- _Entries_:
---

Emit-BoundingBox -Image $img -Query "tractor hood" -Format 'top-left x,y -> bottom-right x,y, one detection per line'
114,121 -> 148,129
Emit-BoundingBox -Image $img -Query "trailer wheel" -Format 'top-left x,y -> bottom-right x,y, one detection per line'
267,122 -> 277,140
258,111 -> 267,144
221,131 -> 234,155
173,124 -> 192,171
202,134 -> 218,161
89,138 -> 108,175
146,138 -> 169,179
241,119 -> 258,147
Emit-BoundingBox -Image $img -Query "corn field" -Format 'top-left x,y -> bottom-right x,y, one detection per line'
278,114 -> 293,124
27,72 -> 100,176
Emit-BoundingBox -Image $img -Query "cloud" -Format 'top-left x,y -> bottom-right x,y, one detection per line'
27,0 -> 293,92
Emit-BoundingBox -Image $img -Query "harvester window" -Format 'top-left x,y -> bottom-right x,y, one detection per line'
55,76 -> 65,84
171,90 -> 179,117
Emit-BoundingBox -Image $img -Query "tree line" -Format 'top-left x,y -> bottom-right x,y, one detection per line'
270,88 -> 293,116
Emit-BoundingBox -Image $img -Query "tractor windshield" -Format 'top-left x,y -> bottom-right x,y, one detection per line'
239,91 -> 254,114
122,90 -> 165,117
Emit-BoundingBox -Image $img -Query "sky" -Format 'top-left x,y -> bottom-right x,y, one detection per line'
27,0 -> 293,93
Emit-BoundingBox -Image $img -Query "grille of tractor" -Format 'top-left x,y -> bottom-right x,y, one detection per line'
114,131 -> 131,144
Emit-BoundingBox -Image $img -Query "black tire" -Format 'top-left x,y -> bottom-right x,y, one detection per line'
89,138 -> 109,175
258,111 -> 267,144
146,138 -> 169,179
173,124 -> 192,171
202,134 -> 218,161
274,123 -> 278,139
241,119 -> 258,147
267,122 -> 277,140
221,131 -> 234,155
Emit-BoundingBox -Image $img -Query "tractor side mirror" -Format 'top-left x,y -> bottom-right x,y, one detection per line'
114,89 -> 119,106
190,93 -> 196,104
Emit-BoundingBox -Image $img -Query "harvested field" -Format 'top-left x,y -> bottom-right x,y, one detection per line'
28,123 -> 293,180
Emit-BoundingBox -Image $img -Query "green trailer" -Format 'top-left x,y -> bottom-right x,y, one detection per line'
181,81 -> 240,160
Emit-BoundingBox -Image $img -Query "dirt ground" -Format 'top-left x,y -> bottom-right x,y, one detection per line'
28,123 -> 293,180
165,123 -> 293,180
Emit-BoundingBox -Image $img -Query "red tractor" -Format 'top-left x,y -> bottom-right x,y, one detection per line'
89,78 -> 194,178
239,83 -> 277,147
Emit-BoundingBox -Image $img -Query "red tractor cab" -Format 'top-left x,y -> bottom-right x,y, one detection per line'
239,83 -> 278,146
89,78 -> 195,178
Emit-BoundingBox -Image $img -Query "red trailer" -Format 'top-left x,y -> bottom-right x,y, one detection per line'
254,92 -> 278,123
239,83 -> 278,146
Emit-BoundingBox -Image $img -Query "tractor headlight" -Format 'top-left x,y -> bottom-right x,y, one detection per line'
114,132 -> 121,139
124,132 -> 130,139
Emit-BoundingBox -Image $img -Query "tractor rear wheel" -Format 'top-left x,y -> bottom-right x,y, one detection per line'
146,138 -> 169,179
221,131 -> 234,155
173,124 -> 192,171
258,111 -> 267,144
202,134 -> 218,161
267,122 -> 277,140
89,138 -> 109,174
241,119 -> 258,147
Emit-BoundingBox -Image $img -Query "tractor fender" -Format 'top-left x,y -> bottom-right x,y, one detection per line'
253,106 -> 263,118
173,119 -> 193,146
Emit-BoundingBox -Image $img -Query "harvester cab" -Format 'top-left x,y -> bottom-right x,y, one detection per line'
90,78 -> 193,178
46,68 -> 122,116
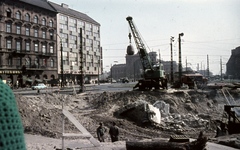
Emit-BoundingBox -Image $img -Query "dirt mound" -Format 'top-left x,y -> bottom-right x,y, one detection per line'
16,90 -> 234,141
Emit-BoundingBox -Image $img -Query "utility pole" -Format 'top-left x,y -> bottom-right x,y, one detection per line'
207,55 -> 209,78
178,33 -> 184,86
220,57 -> 222,81
186,57 -> 187,72
61,39 -> 63,88
80,28 -> 84,92
170,36 -> 174,83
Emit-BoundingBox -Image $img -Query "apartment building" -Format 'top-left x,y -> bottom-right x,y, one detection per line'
226,46 -> 240,79
0,0 -> 58,86
49,2 -> 103,83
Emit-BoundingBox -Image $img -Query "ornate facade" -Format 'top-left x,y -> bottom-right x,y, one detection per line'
0,0 -> 58,86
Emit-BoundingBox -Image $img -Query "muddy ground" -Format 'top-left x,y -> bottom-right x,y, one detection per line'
15,90 -> 239,148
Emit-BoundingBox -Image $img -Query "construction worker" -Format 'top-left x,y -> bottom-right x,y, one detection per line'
109,122 -> 119,142
97,122 -> 106,142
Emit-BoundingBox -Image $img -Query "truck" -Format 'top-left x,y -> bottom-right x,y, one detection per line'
126,16 -> 167,91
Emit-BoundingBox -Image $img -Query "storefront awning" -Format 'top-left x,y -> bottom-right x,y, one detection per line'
35,79 -> 42,82
43,79 -> 52,81
26,78 -> 33,82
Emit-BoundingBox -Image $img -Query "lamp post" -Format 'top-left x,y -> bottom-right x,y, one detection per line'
98,59 -> 101,85
178,33 -> 184,86
170,36 -> 174,83
57,34 -> 64,88
111,61 -> 118,84
61,39 -> 64,87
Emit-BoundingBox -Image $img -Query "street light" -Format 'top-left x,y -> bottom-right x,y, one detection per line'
57,34 -> 64,88
98,59 -> 102,85
111,61 -> 118,84
178,33 -> 184,86
170,36 -> 174,83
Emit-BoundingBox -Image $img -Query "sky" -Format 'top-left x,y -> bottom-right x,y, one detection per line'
50,0 -> 240,75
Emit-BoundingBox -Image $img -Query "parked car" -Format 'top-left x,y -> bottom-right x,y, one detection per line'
32,83 -> 47,90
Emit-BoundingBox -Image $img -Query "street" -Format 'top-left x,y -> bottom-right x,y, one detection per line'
13,82 -> 136,95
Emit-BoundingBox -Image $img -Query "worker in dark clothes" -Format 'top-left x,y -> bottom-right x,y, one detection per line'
97,122 -> 106,142
109,122 -> 119,142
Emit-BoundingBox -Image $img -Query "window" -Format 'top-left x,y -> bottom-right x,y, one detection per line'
8,57 -> 12,66
25,57 -> 31,68
49,45 -> 53,53
7,9 -> 12,18
7,39 -> 12,49
49,31 -> 53,40
43,31 -> 46,39
34,43 -> 38,52
33,16 -> 38,23
16,11 -> 21,19
25,27 -> 30,36
34,29 -> 38,37
16,57 -> 22,66
42,44 -> 46,54
25,14 -> 30,21
42,18 -> 46,26
17,25 -> 21,34
49,20 -> 53,27
43,59 -> 47,67
16,41 -> 21,51
25,42 -> 30,52
34,58 -> 39,68
50,59 -> 54,68
6,23 -> 12,33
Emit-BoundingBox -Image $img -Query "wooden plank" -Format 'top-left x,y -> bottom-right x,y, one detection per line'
89,137 -> 101,147
63,133 -> 92,138
62,109 -> 101,147
63,109 -> 89,134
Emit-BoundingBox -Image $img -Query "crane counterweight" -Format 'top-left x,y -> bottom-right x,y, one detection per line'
126,16 -> 167,90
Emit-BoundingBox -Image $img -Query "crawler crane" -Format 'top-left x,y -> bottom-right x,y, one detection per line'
126,16 -> 167,90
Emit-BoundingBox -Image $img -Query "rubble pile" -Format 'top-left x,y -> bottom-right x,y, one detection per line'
16,90 -> 240,141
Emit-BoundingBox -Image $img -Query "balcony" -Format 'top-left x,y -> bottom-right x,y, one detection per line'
26,65 -> 47,71
38,52 -> 54,57
12,50 -> 26,56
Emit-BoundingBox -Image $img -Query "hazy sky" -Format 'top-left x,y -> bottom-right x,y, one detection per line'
50,0 -> 240,74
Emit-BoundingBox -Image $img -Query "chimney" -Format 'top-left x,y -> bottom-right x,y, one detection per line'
61,3 -> 68,8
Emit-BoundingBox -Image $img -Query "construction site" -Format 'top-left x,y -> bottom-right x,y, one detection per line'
15,84 -> 240,150
16,16 -> 240,150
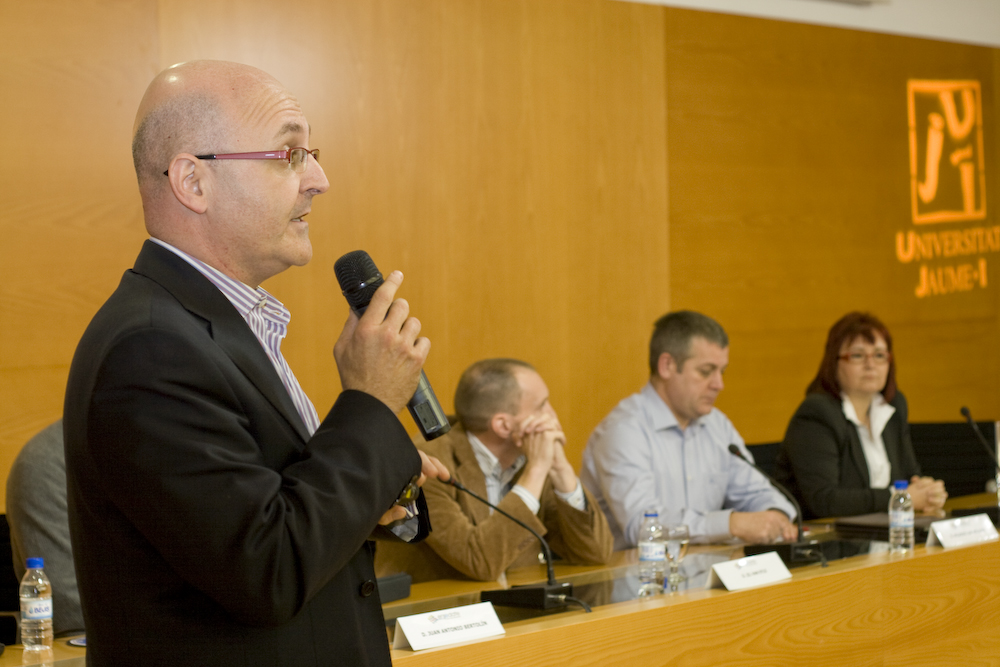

---

- _Task statement_: Output the stretch from the start of the rows through the line containing "27,72 -> 100,176", both ends included, as a Markdown table with columns n and Line, one line per table row and blank lines omitted.

- _Answer to this exercise_:
| n | Line |
|---|---|
| 1 | Emit-BoundingBox -Image $img -Query "tractor hood" -Format 'top-left x,y -> bottom-right x,y, one detection per line' |
| 2 | 114,121 -> 148,129 |
| 3 | Emit-BoundingBox -Image $img -Query "trailer wheel" -Format 'top-left x,y -> bottom-right x,y, one detection per line' |
| 4 | 267,122 -> 277,140 |
| 5 | 258,111 -> 267,144 |
| 6 | 221,131 -> 234,155 |
| 7 | 173,124 -> 192,171 |
| 8 | 202,134 -> 218,161 |
| 9 | 89,138 -> 108,175 |
| 10 | 146,138 -> 169,179 |
| 11 | 241,119 -> 258,147 |
| 12 | Emit-BoundingBox -Image $img -Query "corn field" -Format 'top-left x,y -> bottom-right x,y, one detection per line' |
| 13 | 278,114 -> 293,124 |
| 14 | 27,72 -> 100,176 |